**Exercise**: Copy the records below word for word, all of them, leaving out the pictures.

**Material**:
++++++++++

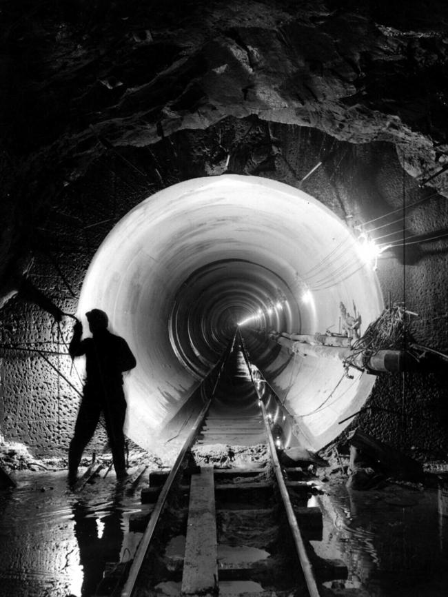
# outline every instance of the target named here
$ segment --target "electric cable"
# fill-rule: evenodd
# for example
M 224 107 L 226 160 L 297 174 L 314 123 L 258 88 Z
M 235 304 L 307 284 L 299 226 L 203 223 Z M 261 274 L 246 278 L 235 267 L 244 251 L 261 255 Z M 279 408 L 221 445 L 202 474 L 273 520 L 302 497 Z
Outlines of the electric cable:
M 340 385 L 340 384 L 341 384 L 343 380 L 345 378 L 345 374 L 344 373 L 344 374 L 343 375 L 343 376 L 340 378 L 340 379 L 339 380 L 339 381 L 338 381 L 338 382 L 336 383 L 336 385 L 334 386 L 334 387 L 333 388 L 333 389 L 332 390 L 332 392 L 328 394 L 328 396 L 327 396 L 327 398 L 323 401 L 323 402 L 322 402 L 322 403 L 321 403 L 318 406 L 317 406 L 317 407 L 316 407 L 314 410 L 312 410 L 310 412 L 307 412 L 307 413 L 306 413 L 305 414 L 296 414 L 296 415 L 295 415 L 295 417 L 296 417 L 296 418 L 303 418 L 305 417 L 305 416 L 311 416 L 312 414 L 316 414 L 316 413 L 319 412 L 322 409 L 322 407 L 323 407 L 325 404 L 327 404 L 327 403 L 328 402 L 328 401 L 332 398 L 332 396 L 333 396 L 333 394 L 334 394 L 334 392 L 336 391 L 336 389 L 338 389 L 338 387 L 339 387 L 339 385 Z M 340 398 L 340 396 L 343 396 L 345 394 L 346 394 L 347 392 L 348 392 L 348 390 L 350 389 L 350 387 L 352 387 L 354 385 L 355 383 L 358 383 L 358 380 L 356 380 L 355 382 L 353 382 L 353 383 L 352 383 L 352 384 L 350 385 L 349 387 L 348 387 L 347 389 L 344 390 L 344 392 L 340 394 L 340 396 L 338 396 L 338 398 Z M 338 398 L 336 398 L 336 399 L 338 399 Z M 332 403 L 332 404 L 333 404 L 333 403 Z
M 415 239 L 417 236 L 420 236 L 421 234 L 414 234 L 412 236 L 408 236 L 408 239 Z M 448 236 L 448 232 L 444 232 L 443 234 L 438 234 L 437 236 L 431 236 L 429 239 L 420 239 L 419 241 L 412 241 L 411 243 L 398 243 L 396 245 L 391 245 L 389 248 L 394 249 L 396 247 L 407 247 L 409 245 L 416 245 L 419 243 L 427 243 L 429 241 L 436 241 L 438 239 L 445 239 Z
M 436 192 L 434 193 L 431 193 L 430 195 L 428 195 L 427 197 L 423 197 L 421 199 L 418 199 L 418 201 L 415 201 L 414 203 L 411 203 L 410 205 L 407 205 L 407 209 L 409 209 L 410 208 L 414 208 L 414 207 L 415 207 L 415 205 L 418 205 L 420 203 L 422 203 L 424 201 L 427 201 L 428 199 L 430 199 L 432 197 L 435 196 L 436 195 L 438 195 L 438 194 L 439 194 L 439 193 L 437 192 Z M 388 212 L 387 214 L 383 214 L 383 215 L 382 215 L 382 216 L 378 216 L 378 218 L 374 218 L 372 220 L 369 220 L 367 222 L 364 222 L 363 225 L 367 226 L 368 224 L 371 224 L 372 222 L 376 222 L 378 220 L 381 220 L 383 218 L 387 218 L 387 216 L 391 216 L 392 214 L 396 214 L 398 212 L 402 212 L 402 211 L 403 211 L 403 206 L 400 207 L 400 208 L 397 208 L 396 210 L 393 210 L 391 212 Z M 401 219 L 400 219 L 400 220 L 397 221 L 401 221 Z M 377 230 L 377 228 L 373 229 L 374 231 L 376 230 Z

++++++++++

**Output below**:
# outline every instance of the target named here
$ segment --target "electric cable"
# fill-rule: evenodd
# for example
M 224 107 L 226 160 L 297 174 L 314 123 L 258 88 Z
M 235 304 L 307 284 L 299 226 L 203 223 Z M 261 274 L 246 278 L 235 267 L 244 251 L 261 255 Z M 279 408 L 221 445 L 202 474 L 273 520 L 302 497 Z
Outlines of the electric cable:
M 340 385 L 340 384 L 341 384 L 343 380 L 345 378 L 345 374 L 344 373 L 344 374 L 343 375 L 343 376 L 340 378 L 340 379 L 339 380 L 339 381 L 338 381 L 338 382 L 336 383 L 336 385 L 334 386 L 334 387 L 333 388 L 333 389 L 332 390 L 332 392 L 328 394 L 328 396 L 327 396 L 327 398 L 323 401 L 323 402 L 322 402 L 322 403 L 321 403 L 318 406 L 317 406 L 317 407 L 316 407 L 314 410 L 312 410 L 310 412 L 307 412 L 307 413 L 306 413 L 305 414 L 296 414 L 296 415 L 295 415 L 295 417 L 296 417 L 296 418 L 303 418 L 305 417 L 305 416 L 311 416 L 312 414 L 316 414 L 316 413 L 319 412 L 322 409 L 322 407 L 323 407 L 325 404 L 327 404 L 327 403 L 328 402 L 328 401 L 332 398 L 332 396 L 333 396 L 333 394 L 334 394 L 334 392 L 336 391 L 336 389 L 338 389 L 338 387 L 339 387 L 339 385 Z M 340 398 L 340 396 L 343 396 L 345 394 L 346 394 L 347 392 L 348 392 L 348 390 L 350 389 L 350 387 L 352 387 L 354 385 L 355 383 L 358 383 L 358 380 L 356 380 L 355 382 L 353 382 L 353 383 L 352 383 L 352 384 L 350 385 L 349 387 L 348 387 L 347 389 L 344 390 L 344 392 L 340 394 L 340 396 L 338 396 L 338 398 Z M 338 398 L 336 398 L 336 399 L 338 399 Z M 332 403 L 332 404 L 333 404 L 333 403 Z
M 415 239 L 417 236 L 420 236 L 421 234 L 414 234 L 412 236 L 408 236 L 408 239 Z M 448 236 L 448 232 L 444 232 L 443 234 L 438 234 L 437 236 L 431 236 L 429 239 L 420 239 L 419 241 L 412 241 L 411 243 L 398 243 L 396 245 L 391 245 L 389 248 L 394 249 L 396 247 L 407 247 L 409 245 L 416 245 L 419 243 L 427 243 L 429 241 L 436 241 L 438 239 L 445 239 Z
M 436 192 L 434 193 L 431 193 L 430 195 L 428 195 L 427 197 L 423 197 L 421 199 L 418 199 L 418 201 L 415 201 L 414 203 L 411 203 L 410 205 L 407 205 L 407 209 L 409 209 L 410 208 L 414 208 L 414 207 L 415 207 L 415 205 L 418 205 L 420 203 L 422 203 L 424 201 L 427 201 L 428 199 L 430 199 L 432 197 L 435 196 L 436 195 L 438 195 L 438 194 L 439 194 L 439 193 L 437 192 Z M 388 212 L 387 214 L 383 214 L 383 215 L 382 215 L 382 216 L 378 216 L 378 218 L 374 218 L 372 220 L 369 220 L 367 222 L 364 222 L 363 225 L 367 226 L 368 224 L 371 224 L 372 222 L 376 222 L 378 220 L 381 220 L 383 218 L 387 218 L 387 216 L 391 216 L 392 214 L 396 214 L 398 212 L 402 212 L 402 211 L 403 211 L 403 206 L 400 207 L 400 208 L 397 208 L 396 210 L 393 210 L 391 212 Z M 401 219 L 400 219 L 400 220 L 397 221 L 401 221 Z M 377 230 L 377 228 L 373 229 L 374 231 L 376 230 Z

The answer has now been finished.